=== Section Start ===

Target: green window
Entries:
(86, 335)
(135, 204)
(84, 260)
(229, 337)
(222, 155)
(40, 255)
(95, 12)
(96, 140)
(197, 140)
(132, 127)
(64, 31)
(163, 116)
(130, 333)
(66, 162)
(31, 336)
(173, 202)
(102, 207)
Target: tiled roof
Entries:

=== Section End ===

> **EXERCISE REQUIREMENTS**
Word for word, write out all the lines shown above.

> **SOLUTION TO THE EXERCISE**
Target: green window
Entries:
(86, 335)
(135, 204)
(84, 260)
(229, 337)
(222, 155)
(40, 255)
(95, 12)
(96, 140)
(197, 140)
(132, 127)
(64, 31)
(163, 116)
(130, 333)
(66, 162)
(31, 336)
(173, 202)
(102, 207)
Target: tiled roof
Entries:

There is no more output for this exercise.